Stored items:
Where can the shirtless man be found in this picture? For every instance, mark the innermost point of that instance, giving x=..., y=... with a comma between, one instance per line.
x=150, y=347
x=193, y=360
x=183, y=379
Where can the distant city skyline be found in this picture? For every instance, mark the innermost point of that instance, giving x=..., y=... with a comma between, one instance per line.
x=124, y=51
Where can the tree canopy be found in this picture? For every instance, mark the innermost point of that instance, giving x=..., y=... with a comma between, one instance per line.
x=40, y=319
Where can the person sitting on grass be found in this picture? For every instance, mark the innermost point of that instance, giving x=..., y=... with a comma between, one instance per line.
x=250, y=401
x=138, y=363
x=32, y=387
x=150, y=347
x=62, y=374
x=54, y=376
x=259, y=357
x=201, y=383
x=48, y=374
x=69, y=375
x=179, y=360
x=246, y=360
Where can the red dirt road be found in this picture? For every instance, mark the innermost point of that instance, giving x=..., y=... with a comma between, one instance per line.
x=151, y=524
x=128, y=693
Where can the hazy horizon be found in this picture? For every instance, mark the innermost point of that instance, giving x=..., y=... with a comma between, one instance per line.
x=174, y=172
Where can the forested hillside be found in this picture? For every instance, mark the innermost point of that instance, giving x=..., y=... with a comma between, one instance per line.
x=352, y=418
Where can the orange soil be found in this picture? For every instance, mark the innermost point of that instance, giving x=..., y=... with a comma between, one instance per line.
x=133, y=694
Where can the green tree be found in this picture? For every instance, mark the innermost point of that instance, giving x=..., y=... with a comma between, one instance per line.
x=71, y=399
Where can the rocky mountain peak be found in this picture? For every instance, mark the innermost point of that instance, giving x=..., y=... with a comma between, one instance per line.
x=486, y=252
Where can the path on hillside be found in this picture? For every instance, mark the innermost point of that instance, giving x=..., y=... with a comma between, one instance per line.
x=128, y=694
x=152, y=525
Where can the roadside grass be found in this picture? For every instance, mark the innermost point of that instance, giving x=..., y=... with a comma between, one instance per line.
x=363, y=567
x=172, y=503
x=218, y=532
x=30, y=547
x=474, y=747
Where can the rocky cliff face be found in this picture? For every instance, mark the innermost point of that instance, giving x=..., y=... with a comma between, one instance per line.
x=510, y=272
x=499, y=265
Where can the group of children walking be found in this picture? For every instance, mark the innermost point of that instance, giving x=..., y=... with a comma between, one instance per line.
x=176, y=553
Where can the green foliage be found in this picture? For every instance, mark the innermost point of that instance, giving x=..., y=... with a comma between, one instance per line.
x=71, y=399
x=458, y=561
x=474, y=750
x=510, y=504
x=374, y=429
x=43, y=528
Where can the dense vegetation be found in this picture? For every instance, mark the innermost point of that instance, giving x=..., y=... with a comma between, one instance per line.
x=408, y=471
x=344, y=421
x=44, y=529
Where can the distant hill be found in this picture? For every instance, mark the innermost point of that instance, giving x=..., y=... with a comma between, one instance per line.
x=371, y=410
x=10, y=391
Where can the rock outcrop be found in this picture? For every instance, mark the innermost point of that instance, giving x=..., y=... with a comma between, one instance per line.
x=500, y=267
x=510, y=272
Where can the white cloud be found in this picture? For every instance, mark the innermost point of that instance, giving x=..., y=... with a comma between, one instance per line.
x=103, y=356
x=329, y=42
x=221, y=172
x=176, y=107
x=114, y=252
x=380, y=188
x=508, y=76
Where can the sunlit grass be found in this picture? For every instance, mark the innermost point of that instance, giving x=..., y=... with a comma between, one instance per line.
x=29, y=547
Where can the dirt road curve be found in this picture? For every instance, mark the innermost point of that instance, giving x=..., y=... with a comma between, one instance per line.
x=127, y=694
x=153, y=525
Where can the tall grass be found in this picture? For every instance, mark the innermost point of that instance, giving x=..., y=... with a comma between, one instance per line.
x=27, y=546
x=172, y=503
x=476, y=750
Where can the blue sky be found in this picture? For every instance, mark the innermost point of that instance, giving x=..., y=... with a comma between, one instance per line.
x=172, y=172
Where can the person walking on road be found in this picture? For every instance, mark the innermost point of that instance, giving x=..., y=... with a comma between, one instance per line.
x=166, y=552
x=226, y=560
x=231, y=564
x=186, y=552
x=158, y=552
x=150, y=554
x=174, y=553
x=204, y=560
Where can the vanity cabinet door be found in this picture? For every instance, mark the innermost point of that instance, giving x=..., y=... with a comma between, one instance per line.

Exercise requirements:
Whatever the entries above contain, reproduce all of them exactly.

Task output:
Where can the shirtless man be found in this picture? For every instance, mark the innermost point of that instance, giving x=..., y=... with a comma between, one instance per line.
x=150, y=347
x=193, y=360
x=183, y=379
Where can the distant city skyline be found in this picture? For every instance, mark the innermost point of that instance, giving x=..., y=... with a comma between, one instance per line.
x=124, y=51
Where can the tree canopy be found in this picture? For every instance, mark the innermost point of that instance, giving x=..., y=... with a comma between, one instance per line.
x=40, y=319
Where can the person sitting on grass be found in this picture? For every instance, mark the innermost point of that instance, giving x=..., y=... with a comma between, one instance per line.
x=250, y=401
x=138, y=363
x=32, y=387
x=150, y=347
x=62, y=374
x=54, y=376
x=259, y=357
x=201, y=383
x=48, y=374
x=69, y=375
x=179, y=360
x=246, y=360
Where can the red dirt road be found in this picture? For every instance, mark the innermost point of that instance, giving x=..., y=... with a comma between, one instance per line.
x=151, y=524
x=128, y=693
Where can the hazy horizon be found in this picture? For every instance, mark the innermost point of that instance, giving x=..., y=... with a comma between, one instance per line.
x=174, y=172
Where can the forested hillside be found in this picture? For every instance, mark the innermost point of that instance, giving x=..., y=... with a comma between, one instance per line.
x=352, y=418
Where can the orange soil be found in this picture? For every instance, mark the innermost point of that instance, giving x=..., y=... with a comma between, one instance per line.
x=133, y=694
Where can the green tree be found in this picture? For every instance, mark the innermost point of that instance, giving x=..., y=... with a comma between, one instance per line.
x=71, y=399
Where can the rocky mountain peak be found in this picture? For every instance, mark the innermost point of that instance, giving x=..., y=... with a comma between, one instance per line.
x=486, y=252
Where can the path on hillside be found in this picture? For every instance, mark the innermost point of that instance, giving x=..., y=... with a comma between, one instance per line.
x=128, y=694
x=152, y=525
Where can the roadside grass be found in this picture? For every instance, mark the innermost point of that instance, giving x=..., y=... with a comma between, one instance per line.
x=363, y=567
x=172, y=503
x=218, y=532
x=30, y=547
x=474, y=747
Where can the rocky cliff face be found in this picture? For every instance, mark the innermost point of that instance, giving x=..., y=... with a comma between, one instance per line.
x=510, y=272
x=499, y=265
Where can the group of children walking be found in this picture? For every instance, mark the innermost point of that instance, giving x=..., y=... with a comma between, one instance per line.
x=176, y=553
Where can the green foliage be found in this picture? For every instance, mark the innermost point of that instance, giving x=..., y=... with a comma between, one instance per line.
x=71, y=399
x=458, y=561
x=474, y=750
x=510, y=504
x=374, y=429
x=43, y=528
Where can the dense vegetation be found in this picture? For every instance, mark the innermost point of that instance, giving x=..., y=... with a comma between, one instance per line.
x=408, y=471
x=344, y=421
x=44, y=529
Where can the distant hill be found in this picture? For every instance, mark the innermost point of that instance, giving x=..., y=... with a comma between, one instance per line.
x=371, y=410
x=10, y=391
Where can the rock outcrop be found in this picture? For every instance, mark the innermost point of that instance, giving x=..., y=... with a comma between, one instance per line.
x=500, y=267
x=510, y=272
Where can the white cloud be found in this picture? For every instance, mark the innermost point of that instance, giving x=..., y=... with a comma between, one instance per line.
x=103, y=356
x=329, y=42
x=221, y=172
x=176, y=107
x=114, y=252
x=380, y=188
x=508, y=76
Where can the sunlit grass be found in this picture? For every instance, mark the innermost point of that instance, giving x=..., y=... with a comma between, one instance per line.
x=29, y=547
Where can the dirt road curve be found in this picture? For every instance, mark the innermost point of that instance, giving x=..., y=... with a comma between, one instance per line.
x=127, y=694
x=153, y=525
Where can the tall grass be found in this picture? For every instance, mark the innermost point of that instance, giving x=..., y=... with a comma between, one instance per line.
x=27, y=546
x=172, y=503
x=476, y=750
Where can the blue sky be found in this picture? For every instance, mark the innermost point of that instance, giving x=..., y=... with a comma between, one instance per line.
x=172, y=172
Where can the person walking on road be found in this picture? For every instance, mark the innermost point of that instance, giving x=..., y=... with a comma between, one instance per line.
x=166, y=552
x=226, y=560
x=231, y=564
x=186, y=552
x=158, y=552
x=150, y=554
x=174, y=553
x=204, y=560
Where can the vanity cabinet door be found in this picture? For every instance, mark the innermost point of that instance, giving x=..., y=... with a comma between, one instance per line.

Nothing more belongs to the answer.